> _RECORDS TO PROCESS_:
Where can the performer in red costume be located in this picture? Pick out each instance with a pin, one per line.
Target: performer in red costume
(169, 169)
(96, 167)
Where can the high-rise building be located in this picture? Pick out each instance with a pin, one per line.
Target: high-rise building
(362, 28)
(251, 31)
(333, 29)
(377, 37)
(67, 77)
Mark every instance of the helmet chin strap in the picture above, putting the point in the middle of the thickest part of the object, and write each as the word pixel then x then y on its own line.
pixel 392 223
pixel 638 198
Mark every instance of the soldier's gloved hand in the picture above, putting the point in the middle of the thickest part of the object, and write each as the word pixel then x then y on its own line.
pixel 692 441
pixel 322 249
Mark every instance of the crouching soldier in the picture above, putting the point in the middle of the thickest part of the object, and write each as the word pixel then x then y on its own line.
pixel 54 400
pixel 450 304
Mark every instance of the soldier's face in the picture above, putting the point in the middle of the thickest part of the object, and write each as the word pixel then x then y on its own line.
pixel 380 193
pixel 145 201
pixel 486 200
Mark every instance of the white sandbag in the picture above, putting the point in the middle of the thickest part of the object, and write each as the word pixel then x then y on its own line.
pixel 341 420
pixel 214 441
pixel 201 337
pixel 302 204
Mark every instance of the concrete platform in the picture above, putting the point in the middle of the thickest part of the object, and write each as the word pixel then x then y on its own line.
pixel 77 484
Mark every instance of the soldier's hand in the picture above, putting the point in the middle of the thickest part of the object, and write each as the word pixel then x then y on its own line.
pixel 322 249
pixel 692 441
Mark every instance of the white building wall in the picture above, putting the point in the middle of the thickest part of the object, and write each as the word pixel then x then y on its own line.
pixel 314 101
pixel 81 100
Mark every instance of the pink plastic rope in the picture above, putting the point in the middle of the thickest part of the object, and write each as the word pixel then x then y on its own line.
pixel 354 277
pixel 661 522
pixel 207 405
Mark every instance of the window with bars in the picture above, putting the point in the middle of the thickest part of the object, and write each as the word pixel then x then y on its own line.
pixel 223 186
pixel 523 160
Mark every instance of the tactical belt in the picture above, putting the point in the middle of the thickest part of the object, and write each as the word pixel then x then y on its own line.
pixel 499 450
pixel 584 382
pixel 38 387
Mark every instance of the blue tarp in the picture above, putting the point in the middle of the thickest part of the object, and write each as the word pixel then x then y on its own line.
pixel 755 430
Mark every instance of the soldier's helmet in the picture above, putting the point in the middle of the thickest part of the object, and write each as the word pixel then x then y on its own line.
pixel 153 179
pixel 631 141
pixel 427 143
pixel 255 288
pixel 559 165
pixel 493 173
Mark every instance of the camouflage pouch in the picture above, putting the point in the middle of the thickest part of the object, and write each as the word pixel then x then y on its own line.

> _WORK TO DO_: Number every line of the listing above as a list, omitting any blank lines.

> _THE OUTPUT_:
1. Where can the performer in red costume be located in this picture? Pick out each instance with a pin, one per line.
2. Target: performer in red costume
3. (169, 169)
4. (96, 167)
5. Where can the high-rise building be located in this picture? Pick out each instance with a pin, one per line.
6. Target: high-rise building
7. (362, 28)
8. (251, 31)
9. (333, 29)
10. (377, 37)
11. (67, 77)
12. Mark every instance of the helmet chin strap in the picture above, putting the point in the middle of the thickest part of the object, and write each as the word pixel then x then y on its own line.
13. pixel 392 223
14. pixel 638 198
15. Mark every instance of the soldier's gloved hand in the picture above, putting the point in the middle of the thickest part of the object, and write each as the word pixel then x then y on its own line.
16. pixel 692 441
17. pixel 322 249
18. Mark every instance of the crouching soldier in the picture above, putting the point in the middle of the thickest part of the object, and write each as the word pixel then x then y on its own line.
19. pixel 54 400
20. pixel 450 304
21. Mark every instance of the soldier's face in the picture above, putting the point in the middle of the thickest part of the object, and write each as the word pixel then x then y on its own line.
22. pixel 380 193
23. pixel 145 201
24. pixel 486 200
25. Mark every instance of the white sandbag in the picture above, putting the point in the middle of the thickest part of the object, and write each as the word pixel then x then y on its own line.
26. pixel 341 420
27. pixel 214 441
28. pixel 201 337
29. pixel 302 204
30. Mark every instance of the concrete platform in the picture above, putting the point in the middle of the thickest part of the object, and write each as the word pixel then x then y on its own line.
31. pixel 77 484
32. Mark every instance of the soldier's hand in the picture above, putting the point in the middle of the thickest part of the object, and write each as the word pixel then x then y on its own line.
33. pixel 322 249
34. pixel 692 441
35. Mark every instance of the white building wall in the picture above, putting the point in the middle of the thickest part of the object, and write each as the word pixel then x then y on its own line.
36. pixel 314 101
37. pixel 81 100
38. Mark every instance of the pink plastic rope in the picture above, putting the point in the middle of the thickest part of the object, and write each as the word pixel then x then y on its own line.
39. pixel 354 277
40. pixel 661 522
41. pixel 207 405
42. Mark every instance of the window with bars in the picture above, putting the point in the middle of the thickest part of the object, and write each as the word pixel then x then y on its own line.
43. pixel 223 186
44. pixel 523 160
45. Mark every instance of the tactical belt in the picture above, putting the point in the middle of the thickest part of the object, and write each as the word pixel then x then y on its own line.
46. pixel 499 450
47. pixel 584 382
48. pixel 38 387
49. Mark every instance of the blue tarp in the picture above, putting the point in the middle of the thickest part of the object, and write each as the word pixel then x then y on its own line.
50. pixel 755 430
51. Mark every instance of the soldier's helmet in the picture above, putting the point in the middle of the thickest part of the object, and write each as the word pixel then x then y on its own line.
52. pixel 153 179
53. pixel 631 141
54. pixel 427 143
55. pixel 255 288
56. pixel 559 165
57. pixel 493 173
58. Mark every instance of the camouflage pouch in the picture above, putting the point in the middle of the thickest part of the object, and write each as the word pixel then x then y on its own line.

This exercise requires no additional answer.